Extract:
Sunday, March 21, 2010

Phal 'Ember'-- First Bloom

I present phal 'Ember'-- a smaller rich purple flower with a wax-like petal that is common among orchids that retain their blooms for extended periods of time-- anywhere from a month to several (even up to six!). Ember is an interesting plant not only because of its beautiful flower but because of the interesting floppy leaves it develops over time. The leaves start off as small, shiny/waxed leaves from the center and elongate to this impressive pale-green leaf that colors to a reddish purple colors near the tips. By itself, its quite impressive. This plant was bought from Logee's Greenhouse in Connecticut. A word about these guys-- impressive selection and excellent customer service. I cannot say enough about how awesome these guys are. Anyway, this plant began its spike in September 2009. If you're looking for a fast-growing, fast-flowering plant, this is not it. The spike is short, not long and arching like many phals are. I believe this is simply because of its lineage, of which I'm not sure, but the plant in general looks decidedly different from most other orchids and seems to relate in terms of leaf shape and look to those of violecea coerulea family-- these are found in hot and very tropical environments prone to a lot of rain-- hence the waxy look and feel of the plant.

Anyway, the spike is in fact short but full of blooms and is exhibiting several branches. None are growing much like the main spike but its likely they will continue on after the main spike subsides or stops growing. Again, this plant spiked in September 2009 and it bloomed on the first day of Spring! March 20 2010!

Material provided:
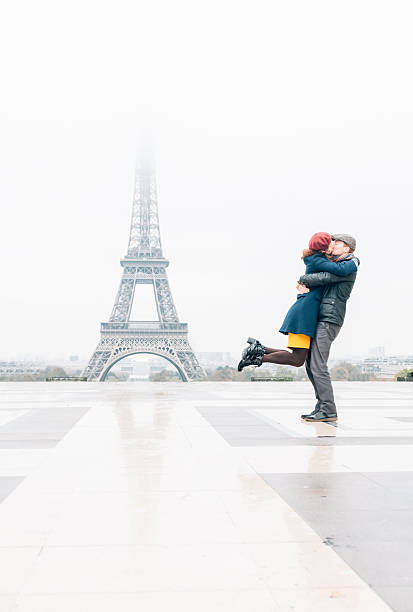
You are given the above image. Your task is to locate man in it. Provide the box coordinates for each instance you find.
[299,234,359,422]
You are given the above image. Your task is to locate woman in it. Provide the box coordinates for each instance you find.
[238,232,357,372]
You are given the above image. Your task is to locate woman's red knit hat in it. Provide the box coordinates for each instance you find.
[308,232,331,251]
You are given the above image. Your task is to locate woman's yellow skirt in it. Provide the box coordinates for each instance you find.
[287,334,311,348]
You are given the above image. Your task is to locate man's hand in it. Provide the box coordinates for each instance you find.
[296,282,310,293]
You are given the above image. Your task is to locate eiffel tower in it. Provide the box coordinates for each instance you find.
[83,158,205,382]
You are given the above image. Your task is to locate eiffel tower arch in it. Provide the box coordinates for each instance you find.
[83,161,205,382]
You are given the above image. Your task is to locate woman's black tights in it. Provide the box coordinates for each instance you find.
[262,348,308,368]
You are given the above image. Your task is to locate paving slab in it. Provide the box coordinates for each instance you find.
[0,382,413,612]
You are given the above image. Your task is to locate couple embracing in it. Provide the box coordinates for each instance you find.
[238,232,360,422]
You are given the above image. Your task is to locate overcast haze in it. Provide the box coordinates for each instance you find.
[0,0,413,360]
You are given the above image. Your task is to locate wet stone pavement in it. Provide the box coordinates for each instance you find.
[0,382,413,612]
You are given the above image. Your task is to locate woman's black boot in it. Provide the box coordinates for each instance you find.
[238,355,262,372]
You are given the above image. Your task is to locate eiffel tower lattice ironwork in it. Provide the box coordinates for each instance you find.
[83,162,205,381]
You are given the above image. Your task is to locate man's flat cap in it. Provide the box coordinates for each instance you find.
[331,234,356,251]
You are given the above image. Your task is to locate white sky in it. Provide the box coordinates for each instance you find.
[0,0,413,360]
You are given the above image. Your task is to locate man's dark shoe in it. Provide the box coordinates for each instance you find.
[301,402,320,419]
[303,410,337,423]
[238,356,262,372]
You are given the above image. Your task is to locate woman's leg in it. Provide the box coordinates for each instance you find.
[262,348,308,368]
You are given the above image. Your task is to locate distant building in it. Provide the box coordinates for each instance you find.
[357,354,413,380]
[0,361,42,377]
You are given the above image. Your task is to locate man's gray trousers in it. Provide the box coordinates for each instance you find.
[305,321,341,414]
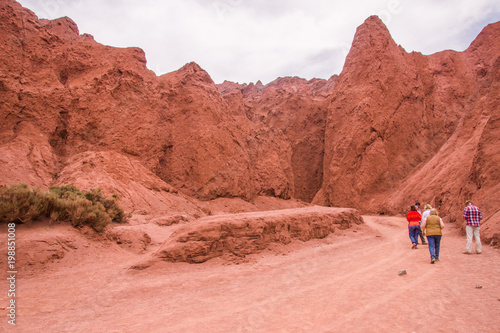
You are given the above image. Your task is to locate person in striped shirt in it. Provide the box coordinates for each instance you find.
[463,200,483,254]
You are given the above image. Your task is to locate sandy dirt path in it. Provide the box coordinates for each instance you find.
[0,216,500,332]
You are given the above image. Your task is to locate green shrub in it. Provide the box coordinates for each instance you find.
[0,184,127,231]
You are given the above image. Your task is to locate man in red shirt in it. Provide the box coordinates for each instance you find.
[463,200,483,254]
[406,205,422,249]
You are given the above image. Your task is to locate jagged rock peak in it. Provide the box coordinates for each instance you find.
[352,15,397,50]
[177,61,215,84]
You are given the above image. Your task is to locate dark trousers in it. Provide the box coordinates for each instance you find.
[418,228,425,244]
[427,235,441,259]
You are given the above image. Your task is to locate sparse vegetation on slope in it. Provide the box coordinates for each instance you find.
[0,184,127,231]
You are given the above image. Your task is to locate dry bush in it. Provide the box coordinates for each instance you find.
[0,184,128,231]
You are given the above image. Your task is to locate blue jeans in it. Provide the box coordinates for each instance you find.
[408,225,420,244]
[427,235,441,259]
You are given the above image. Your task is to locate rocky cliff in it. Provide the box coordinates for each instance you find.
[316,17,500,233]
[0,0,500,243]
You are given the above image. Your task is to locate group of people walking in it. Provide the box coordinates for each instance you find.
[406,200,483,264]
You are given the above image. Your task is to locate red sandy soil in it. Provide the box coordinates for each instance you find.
[0,216,500,332]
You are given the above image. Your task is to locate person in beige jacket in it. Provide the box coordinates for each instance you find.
[422,209,444,264]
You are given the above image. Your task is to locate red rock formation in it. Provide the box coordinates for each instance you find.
[316,17,500,241]
[0,1,293,208]
[219,75,337,202]
[154,207,363,263]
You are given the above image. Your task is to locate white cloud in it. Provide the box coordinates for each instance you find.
[15,0,500,83]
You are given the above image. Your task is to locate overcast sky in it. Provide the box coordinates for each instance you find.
[18,0,500,84]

What you need to do:
A. According to the orchid blog post, where was the plant bought?
B. Please resume the orchid blog post, picking up right after its final sentence.
The records are separate material from the orchid blog post.

Your written answers:
A. From Logee's Greenhouse in Connecticut.

B.
Without further delay... the bloom of phal 'Ember'-- a rich purple with an intense yet mouth-watering scent exhibited only in the morning (and if you're lucky, at sunset!).

Friday, March 19, 2010

A case for semi-hydroponics in orchid cultivation

All of my gardening friends know that I not only grow but preach to high heaven the wonders of growing plants- all of them- hydroponically. I use a material called hydroton that not only is able to hold water but wicks moisture quickly and provides a beneficial humidity to new and existing roots that may not be actually in the water. The stuff has really allowed me to take out the guess work of growing my phals in bark or moss and by giving my plants an inorganic medium, I need not worry about rot and other bad things that come about as a result of using material in over time breaks down and releases toxins.

However, I inadvertently did a small study-- one group of phals grown in hydroton and another that were grow in other material due to their delicate health as a result of root-rot in bark. Now granted, the plants I'm focusing on here were not in the best of health, but to be fair, neither was one of their counterparts that has come to be known as my Monster Phal, because, well, its a monster.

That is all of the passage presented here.